◆ EXERCISE GOAL:
Continue the passage on Kirstine Roepstorff's art from the point where it ends.

++++ PROVIDED PASSAGE

Kirstine Roepstorff’s works have a way of speaking in big terms, which despite their metaphysicality are vibrantly catalogued and defined in the artist’s practice. She can explore the idea of, say, a shadow, applying this – for lack of a better word – paradigm to everything from cultural, national, or personal awareness, honesty, or even the changing seasons, by employing visual metaphors of everything from rocks, forests, sumo wrestlers, storks, newspaper headlines and nude figures. Roepstorff is an appropriation artist, and she rearranges the images we see to say something about reality. But she also rearranges normal conceptual boundaries, and the complex visual collages we see are reflections of this. She talks about her work in terms of energies, honesty, personal shadows, awareness, weight, balance, gardening, or any number of people and animals who have become modern-day archetypes in her complexly coded visual world – a juggler, Balance, a wolf, the Eel of Unfortune, Moment Man, or The In-Between. Things that are normally incomparable, like advertisements for eyewear and images of lynch mobs, are oddly brought into interrelational comparisons that defy logic – akin to asking which is more, 2+2 or wilderness?

This new series of large-scale sculptures and collages represent a selection of works from the artist’s most recent museum exhibition at the Galerie im Taxispalais, Innsbruck, and Stadtgalerie Schwaz – both in Tyrol, Austria. The exhibition was accompanied by a catalogue. The special exhibition concept was prompted by the artist’s first visit to Tyrol and the Haus der Völker in Schwaz, an ethnological museum based on the private collection of Dr. Gert Chesi. By integrating numerous African artworks from the collection into her exhibition, Roepstorff brought ritual objects into dialogue with her own works, causing these objects to be viewed aesthetically, and her own works to be viewed anthropologically.

++++++++
++++ EXTRACTED DATA

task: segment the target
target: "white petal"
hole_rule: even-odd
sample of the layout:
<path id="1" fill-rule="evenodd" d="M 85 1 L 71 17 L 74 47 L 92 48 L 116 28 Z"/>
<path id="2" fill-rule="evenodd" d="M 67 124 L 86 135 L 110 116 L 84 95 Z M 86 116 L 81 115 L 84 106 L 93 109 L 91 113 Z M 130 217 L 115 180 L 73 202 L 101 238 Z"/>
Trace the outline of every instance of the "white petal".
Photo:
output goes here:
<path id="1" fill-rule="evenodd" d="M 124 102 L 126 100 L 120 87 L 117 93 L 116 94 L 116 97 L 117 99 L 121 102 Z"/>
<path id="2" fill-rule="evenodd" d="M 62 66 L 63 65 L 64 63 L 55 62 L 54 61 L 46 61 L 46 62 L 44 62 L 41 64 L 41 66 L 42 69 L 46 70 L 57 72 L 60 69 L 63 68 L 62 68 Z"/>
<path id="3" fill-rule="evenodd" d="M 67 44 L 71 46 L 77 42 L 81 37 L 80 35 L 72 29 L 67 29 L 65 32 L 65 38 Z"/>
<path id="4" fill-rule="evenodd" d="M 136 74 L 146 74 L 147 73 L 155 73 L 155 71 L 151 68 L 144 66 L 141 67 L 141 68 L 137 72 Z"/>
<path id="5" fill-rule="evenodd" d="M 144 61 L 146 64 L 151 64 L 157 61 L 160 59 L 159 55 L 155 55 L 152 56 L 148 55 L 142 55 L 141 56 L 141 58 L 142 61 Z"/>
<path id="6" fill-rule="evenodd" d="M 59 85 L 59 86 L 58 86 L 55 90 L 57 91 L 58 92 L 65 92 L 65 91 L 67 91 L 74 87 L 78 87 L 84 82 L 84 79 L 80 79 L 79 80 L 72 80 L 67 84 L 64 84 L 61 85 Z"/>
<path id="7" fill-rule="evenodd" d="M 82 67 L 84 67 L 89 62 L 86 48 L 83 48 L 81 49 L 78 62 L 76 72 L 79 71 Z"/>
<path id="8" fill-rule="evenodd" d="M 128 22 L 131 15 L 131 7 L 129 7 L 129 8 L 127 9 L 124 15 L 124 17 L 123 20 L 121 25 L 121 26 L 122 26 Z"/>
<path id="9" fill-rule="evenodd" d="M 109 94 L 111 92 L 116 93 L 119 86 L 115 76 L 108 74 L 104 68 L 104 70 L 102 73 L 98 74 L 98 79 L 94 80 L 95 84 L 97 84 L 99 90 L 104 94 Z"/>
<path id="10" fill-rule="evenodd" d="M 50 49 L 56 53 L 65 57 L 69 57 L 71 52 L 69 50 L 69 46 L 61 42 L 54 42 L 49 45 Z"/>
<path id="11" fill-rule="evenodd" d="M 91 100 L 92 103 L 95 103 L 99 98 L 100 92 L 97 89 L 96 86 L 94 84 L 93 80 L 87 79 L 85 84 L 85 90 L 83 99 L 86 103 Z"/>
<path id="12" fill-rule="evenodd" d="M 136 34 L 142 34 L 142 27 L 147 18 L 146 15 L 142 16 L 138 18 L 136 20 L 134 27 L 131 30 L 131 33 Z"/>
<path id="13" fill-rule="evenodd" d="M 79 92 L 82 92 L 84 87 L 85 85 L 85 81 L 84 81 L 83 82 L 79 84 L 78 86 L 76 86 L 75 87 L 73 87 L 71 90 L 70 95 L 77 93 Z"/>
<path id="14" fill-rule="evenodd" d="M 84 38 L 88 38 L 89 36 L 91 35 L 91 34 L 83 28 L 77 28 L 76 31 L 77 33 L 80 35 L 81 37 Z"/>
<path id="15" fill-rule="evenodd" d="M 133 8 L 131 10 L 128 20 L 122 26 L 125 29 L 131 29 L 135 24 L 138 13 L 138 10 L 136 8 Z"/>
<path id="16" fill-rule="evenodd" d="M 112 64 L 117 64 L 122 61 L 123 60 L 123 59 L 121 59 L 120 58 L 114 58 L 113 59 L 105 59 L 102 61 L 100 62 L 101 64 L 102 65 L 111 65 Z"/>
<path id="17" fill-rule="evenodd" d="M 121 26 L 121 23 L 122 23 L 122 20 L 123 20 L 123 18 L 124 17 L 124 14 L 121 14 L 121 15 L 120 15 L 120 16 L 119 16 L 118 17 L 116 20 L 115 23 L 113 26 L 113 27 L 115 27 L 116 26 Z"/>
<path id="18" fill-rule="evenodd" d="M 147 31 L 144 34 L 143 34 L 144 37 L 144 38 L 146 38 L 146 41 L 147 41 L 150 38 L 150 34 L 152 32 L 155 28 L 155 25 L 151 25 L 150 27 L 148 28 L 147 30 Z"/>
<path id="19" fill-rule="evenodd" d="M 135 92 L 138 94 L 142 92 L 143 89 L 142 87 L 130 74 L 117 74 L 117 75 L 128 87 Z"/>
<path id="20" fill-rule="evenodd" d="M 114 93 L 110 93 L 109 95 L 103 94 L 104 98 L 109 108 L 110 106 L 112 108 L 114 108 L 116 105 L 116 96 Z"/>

++++++++

◆ EXERCISE ANSWER:
At the same time, the strong presence of light and shadow is not insignificant. The sculptural works are in large part translucent, and it is only through illumination that many of the layers of images between two translucent pieces of fabric become visible. A shadow is an interesting phenomenon – both present and absent at the same time. For her exhibition at Peres Projects, Roepstorff has not included the African sculptures, and yet their absence is present. Most importantly, with this body of work she has expanded her large range of consumer-grade materials (paper, fabric, glass, jewelry, tinsel, beads, roots, concrete, etc.) to include light and shadow. Now, for the first showing of the works in Berlin, in a gallery, where the atmosphere has been distilled and the power of the works concentrated, this is a show that synthesizes its own thesis. It is the show that lost its shadow.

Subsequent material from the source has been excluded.